Available data
----

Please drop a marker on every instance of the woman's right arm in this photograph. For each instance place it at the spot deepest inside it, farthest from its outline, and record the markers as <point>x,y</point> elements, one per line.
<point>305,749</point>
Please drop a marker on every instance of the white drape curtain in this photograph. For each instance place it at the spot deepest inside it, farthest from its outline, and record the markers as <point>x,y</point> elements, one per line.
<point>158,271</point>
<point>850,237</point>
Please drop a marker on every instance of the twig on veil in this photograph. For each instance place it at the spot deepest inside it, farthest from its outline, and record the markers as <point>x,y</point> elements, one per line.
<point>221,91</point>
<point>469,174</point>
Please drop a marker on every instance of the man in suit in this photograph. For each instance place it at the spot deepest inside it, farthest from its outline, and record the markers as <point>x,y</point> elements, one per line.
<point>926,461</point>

----

Try it
Copy every record exactly as presented.

Result below
Please drop a marker on every instance of the woman's right arm in this photograph. For each instance place it at the spot deepest inside it, farthest from its outline, and record the markers as <point>x,y</point> elements, one per line.
<point>305,749</point>
Please drop a marker on every instance of the white drape curtain in this photograph. For each instance place it at the spot deepest inside it, farthest from its outline, and record the markers as <point>x,y</point> elements, one per line.
<point>158,271</point>
<point>850,237</point>
Please drop a marker on every instance of the twig on veil in this photograph. For each instance place it at the spot deepest inside it, farthest from its outline, and record the markers as <point>x,y</point> elements, one per line.
<point>221,91</point>
<point>469,174</point>
Please drop a marker on every instance of the man in suit in this photograph. For each instance place it at the spot deepest inside it, farthest from its outline, and record the markers as <point>x,y</point> elements, one per line.
<point>926,461</point>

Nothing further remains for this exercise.